_STORED DATA_:

╭──

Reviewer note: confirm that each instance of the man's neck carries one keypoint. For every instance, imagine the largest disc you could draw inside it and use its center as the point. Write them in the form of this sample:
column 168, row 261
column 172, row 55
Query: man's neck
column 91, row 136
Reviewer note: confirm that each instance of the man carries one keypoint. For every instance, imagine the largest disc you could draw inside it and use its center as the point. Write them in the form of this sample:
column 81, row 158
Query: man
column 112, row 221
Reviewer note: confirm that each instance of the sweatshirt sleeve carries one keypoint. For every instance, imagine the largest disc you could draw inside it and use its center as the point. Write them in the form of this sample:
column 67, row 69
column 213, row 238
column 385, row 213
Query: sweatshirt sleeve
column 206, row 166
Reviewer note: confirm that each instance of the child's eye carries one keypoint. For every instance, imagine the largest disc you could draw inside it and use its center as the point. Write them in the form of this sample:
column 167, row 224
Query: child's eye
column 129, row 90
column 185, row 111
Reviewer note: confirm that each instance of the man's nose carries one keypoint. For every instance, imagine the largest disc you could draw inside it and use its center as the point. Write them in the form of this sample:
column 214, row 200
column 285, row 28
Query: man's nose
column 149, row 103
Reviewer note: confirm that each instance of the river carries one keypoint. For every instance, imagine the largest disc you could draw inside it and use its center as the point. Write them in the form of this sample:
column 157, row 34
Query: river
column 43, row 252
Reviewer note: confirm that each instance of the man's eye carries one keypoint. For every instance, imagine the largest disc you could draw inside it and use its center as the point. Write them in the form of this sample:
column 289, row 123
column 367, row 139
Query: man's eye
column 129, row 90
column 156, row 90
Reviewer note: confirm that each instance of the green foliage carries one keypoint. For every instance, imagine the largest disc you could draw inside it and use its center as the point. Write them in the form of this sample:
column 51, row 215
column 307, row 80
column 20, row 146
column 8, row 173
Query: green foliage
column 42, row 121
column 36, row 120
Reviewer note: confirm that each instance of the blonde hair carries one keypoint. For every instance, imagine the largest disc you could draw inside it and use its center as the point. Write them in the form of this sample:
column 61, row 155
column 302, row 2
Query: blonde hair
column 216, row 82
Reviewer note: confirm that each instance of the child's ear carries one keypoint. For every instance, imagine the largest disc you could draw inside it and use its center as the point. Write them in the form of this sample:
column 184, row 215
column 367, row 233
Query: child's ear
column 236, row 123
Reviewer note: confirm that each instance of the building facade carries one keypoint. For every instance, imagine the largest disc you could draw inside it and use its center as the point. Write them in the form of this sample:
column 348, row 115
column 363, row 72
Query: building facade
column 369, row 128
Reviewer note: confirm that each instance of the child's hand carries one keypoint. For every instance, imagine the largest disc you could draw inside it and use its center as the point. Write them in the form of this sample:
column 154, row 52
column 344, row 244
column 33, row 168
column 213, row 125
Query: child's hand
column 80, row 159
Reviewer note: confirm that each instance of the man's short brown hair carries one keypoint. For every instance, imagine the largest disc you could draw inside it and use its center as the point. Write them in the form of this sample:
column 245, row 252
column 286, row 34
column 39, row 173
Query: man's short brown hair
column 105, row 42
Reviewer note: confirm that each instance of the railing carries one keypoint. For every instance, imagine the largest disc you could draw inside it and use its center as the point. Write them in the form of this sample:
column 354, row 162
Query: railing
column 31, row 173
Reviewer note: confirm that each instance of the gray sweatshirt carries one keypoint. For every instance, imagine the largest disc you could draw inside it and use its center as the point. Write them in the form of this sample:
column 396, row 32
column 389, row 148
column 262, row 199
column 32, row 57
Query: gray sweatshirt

╰──

_GIVEN INSTRUCTION_: Can you give the data from the line with "Reviewer note: confirm that each instance of the man carries" to the line with "column 206, row 166" again, changing "sweatshirt sleeve" to "hoodie sleeve" and leaving everything else the same?

_EXERCISE RESULT_:
Reviewer note: confirm that each instance of the man carries one keypoint. For every instance, imagine the largest disc you could draw inside it and use its center as the point. Write them in the form of this sample:
column 81, row 158
Query: man
column 112, row 221
Reviewer note: confirm that each instance of the hoodie sleeve carries one keypoint. For every instance, imagine the largest disc you could draw inside it and use its center as the point. Write them in the form of this sample:
column 67, row 69
column 213, row 238
column 385, row 213
Query: hoodie sleeve
column 206, row 166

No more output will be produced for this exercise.